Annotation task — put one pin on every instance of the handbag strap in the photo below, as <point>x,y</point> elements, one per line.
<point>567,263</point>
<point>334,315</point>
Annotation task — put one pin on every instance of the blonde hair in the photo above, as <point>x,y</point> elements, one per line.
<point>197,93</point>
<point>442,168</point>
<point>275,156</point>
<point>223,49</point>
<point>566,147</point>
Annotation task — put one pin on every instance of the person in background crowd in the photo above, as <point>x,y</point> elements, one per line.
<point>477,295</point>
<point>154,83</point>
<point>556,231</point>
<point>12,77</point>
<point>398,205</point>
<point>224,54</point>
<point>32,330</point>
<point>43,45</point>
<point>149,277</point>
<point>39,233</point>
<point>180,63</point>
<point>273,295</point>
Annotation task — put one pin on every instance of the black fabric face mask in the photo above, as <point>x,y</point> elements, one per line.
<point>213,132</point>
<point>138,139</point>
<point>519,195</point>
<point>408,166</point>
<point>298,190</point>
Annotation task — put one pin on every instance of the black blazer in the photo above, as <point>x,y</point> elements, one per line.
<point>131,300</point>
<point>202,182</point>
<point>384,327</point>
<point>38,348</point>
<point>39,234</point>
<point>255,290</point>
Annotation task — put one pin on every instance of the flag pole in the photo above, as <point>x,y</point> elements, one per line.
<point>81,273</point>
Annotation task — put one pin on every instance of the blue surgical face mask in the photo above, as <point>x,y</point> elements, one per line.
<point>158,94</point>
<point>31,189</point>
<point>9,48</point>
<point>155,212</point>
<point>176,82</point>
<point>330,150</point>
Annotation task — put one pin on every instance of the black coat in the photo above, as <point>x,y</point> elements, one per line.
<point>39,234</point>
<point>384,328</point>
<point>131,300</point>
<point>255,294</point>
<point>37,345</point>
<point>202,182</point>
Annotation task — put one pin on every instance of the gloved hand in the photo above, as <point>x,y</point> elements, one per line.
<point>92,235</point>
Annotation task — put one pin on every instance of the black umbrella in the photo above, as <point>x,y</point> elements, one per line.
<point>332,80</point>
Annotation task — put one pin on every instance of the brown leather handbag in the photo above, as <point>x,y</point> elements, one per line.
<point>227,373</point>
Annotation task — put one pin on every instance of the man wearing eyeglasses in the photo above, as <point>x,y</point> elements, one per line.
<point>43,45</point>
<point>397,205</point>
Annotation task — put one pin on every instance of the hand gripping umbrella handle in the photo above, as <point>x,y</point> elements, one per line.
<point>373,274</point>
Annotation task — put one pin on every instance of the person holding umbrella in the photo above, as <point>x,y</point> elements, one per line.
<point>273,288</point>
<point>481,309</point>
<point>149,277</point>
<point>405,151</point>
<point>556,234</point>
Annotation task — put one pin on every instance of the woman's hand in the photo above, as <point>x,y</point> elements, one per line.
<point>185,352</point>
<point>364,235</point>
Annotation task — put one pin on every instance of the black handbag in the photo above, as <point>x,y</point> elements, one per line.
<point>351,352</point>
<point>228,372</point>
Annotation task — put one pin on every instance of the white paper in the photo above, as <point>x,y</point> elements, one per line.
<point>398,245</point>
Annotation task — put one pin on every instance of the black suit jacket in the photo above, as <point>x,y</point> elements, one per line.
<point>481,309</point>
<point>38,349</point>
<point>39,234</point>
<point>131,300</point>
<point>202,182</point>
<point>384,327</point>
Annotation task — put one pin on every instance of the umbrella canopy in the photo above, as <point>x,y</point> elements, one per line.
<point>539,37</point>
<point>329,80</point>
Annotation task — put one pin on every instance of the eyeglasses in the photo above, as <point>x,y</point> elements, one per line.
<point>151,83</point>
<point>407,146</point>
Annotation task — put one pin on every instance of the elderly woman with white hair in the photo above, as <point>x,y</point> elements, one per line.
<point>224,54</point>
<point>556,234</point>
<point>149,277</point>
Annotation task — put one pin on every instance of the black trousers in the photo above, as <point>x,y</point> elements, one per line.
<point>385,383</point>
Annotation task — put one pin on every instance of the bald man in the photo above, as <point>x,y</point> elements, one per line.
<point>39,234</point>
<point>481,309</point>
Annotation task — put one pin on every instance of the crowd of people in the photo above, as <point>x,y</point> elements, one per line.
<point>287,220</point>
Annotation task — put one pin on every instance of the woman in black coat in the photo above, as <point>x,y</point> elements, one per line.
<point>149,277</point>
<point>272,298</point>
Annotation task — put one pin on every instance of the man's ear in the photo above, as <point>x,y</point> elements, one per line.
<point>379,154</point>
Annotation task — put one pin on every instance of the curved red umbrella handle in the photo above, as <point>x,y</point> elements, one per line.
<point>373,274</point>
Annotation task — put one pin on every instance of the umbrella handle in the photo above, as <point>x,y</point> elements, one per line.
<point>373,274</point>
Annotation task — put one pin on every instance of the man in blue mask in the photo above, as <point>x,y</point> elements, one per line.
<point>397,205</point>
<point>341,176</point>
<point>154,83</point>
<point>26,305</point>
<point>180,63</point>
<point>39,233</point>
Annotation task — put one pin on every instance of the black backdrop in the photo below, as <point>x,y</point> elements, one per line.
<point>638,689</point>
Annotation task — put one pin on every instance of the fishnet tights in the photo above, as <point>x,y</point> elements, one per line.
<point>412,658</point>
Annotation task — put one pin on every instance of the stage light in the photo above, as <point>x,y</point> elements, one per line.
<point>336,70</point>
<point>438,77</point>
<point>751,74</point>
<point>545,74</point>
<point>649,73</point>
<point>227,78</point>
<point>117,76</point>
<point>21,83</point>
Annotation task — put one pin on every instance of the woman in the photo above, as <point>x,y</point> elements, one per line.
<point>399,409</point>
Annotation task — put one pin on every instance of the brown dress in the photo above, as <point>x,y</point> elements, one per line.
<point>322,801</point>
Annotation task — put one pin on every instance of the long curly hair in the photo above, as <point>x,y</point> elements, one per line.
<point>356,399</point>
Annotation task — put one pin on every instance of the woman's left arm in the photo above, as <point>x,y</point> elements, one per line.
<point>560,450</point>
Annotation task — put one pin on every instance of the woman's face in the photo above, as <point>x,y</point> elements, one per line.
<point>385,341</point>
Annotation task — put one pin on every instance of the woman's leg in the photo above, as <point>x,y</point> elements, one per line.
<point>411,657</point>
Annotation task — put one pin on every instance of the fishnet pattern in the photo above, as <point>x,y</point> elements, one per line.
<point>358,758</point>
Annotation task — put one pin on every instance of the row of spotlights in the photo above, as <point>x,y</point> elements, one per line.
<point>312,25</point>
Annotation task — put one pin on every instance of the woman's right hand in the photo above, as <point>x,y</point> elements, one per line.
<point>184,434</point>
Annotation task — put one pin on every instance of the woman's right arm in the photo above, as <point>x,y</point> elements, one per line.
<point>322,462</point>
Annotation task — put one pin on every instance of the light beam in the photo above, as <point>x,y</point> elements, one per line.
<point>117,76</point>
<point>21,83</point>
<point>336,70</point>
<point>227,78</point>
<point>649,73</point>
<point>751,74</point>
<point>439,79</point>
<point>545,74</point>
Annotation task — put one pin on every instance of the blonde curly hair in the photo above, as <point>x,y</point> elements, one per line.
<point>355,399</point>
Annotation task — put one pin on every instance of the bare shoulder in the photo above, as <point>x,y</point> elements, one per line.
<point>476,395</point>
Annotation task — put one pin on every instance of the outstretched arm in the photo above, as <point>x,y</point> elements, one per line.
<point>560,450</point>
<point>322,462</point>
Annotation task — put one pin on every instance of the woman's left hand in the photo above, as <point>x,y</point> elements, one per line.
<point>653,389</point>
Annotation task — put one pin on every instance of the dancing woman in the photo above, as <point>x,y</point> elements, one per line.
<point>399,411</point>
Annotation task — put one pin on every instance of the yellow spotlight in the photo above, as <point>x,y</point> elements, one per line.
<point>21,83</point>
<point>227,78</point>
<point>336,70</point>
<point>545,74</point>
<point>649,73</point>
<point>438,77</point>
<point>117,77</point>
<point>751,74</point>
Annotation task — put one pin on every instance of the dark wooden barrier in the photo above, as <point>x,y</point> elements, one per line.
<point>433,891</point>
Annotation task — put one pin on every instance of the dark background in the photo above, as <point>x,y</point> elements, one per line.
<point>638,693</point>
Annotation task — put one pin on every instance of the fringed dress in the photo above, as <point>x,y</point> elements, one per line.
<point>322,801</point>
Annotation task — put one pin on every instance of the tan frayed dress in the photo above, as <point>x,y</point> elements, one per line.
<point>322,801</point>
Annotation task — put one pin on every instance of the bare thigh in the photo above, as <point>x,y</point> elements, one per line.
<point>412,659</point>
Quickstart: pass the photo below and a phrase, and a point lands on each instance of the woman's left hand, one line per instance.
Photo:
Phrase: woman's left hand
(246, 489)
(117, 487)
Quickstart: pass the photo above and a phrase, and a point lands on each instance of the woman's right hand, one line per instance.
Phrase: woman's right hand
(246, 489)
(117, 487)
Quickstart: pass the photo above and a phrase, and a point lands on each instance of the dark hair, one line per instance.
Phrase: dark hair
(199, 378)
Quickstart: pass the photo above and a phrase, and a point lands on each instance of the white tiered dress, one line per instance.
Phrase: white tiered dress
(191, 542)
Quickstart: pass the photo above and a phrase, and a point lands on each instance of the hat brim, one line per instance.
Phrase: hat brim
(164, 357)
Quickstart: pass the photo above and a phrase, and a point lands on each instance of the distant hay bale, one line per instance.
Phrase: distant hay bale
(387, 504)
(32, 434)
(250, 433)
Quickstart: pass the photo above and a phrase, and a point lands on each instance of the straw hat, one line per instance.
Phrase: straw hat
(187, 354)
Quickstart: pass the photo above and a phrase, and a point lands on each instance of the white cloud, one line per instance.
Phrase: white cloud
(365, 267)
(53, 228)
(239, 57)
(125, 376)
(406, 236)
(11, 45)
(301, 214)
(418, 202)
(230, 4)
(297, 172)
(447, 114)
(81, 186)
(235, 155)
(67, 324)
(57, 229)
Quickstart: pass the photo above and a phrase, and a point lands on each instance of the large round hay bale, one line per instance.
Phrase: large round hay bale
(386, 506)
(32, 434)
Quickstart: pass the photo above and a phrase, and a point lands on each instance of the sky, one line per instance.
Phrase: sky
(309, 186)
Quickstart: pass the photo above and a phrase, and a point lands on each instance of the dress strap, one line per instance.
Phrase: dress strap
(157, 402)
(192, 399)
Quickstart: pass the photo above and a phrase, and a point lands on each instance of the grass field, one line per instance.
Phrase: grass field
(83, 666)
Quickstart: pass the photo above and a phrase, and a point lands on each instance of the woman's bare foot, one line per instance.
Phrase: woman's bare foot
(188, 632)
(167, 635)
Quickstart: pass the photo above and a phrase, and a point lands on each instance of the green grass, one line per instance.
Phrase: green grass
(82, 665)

────────

» Task to complete:
Set down, word for word, the line that contains "Phrase: hat brim" and all lines after it up to the end of the listing.

» Written answer:
Phrase: hat brim
(164, 357)
Quickstart: pass the photo above and a phrase, and a point lands on each instance of the distant hay bale, one line per instance.
Phrase: distant hay bale
(387, 504)
(32, 434)
(250, 433)
Quickstart: pass the photo above and a phrase, and a point lands on each instance of the straw hat, one line per instance.
Phrase: straw hat
(187, 354)
Quickstart: pass the photo above and a phrase, and a point lands on each instance of the white cloud, one line per instance.
Phrase: white cloud
(365, 267)
(53, 228)
(239, 57)
(125, 376)
(406, 236)
(11, 45)
(301, 214)
(418, 202)
(230, 4)
(297, 172)
(447, 114)
(81, 186)
(235, 155)
(67, 324)
(57, 229)
Quickstart: pass the photo above and a phrase, and a point lands on each instance of the large round hay bale, one line per instance.
Phrase: large round hay bale
(386, 506)
(32, 434)
Quickstart: pass the photo above and a phrase, and a point lands on each instance of the sky, one line per instance.
Phrase: sky
(309, 186)
Quickstart: pass the photo above and a phrase, and a point lands on each instance of the dress strap, one line per instance.
Phrase: dress strap
(157, 402)
(192, 399)
Quickstart: pass the photo above and a phrase, and a point lands on each instance of the grass field, one line per instance.
Phrase: grass field
(83, 666)
Quickstart: pass the photo above and a phrase, and a point lands on each instance of the woman's bare foot, one line per instance.
Phrase: woman's bare foot
(188, 632)
(167, 635)
Quickstart: pass the photo above and a phrase, and a point lands on each instance of the green grass, one line per instance.
Phrase: green grass
(82, 665)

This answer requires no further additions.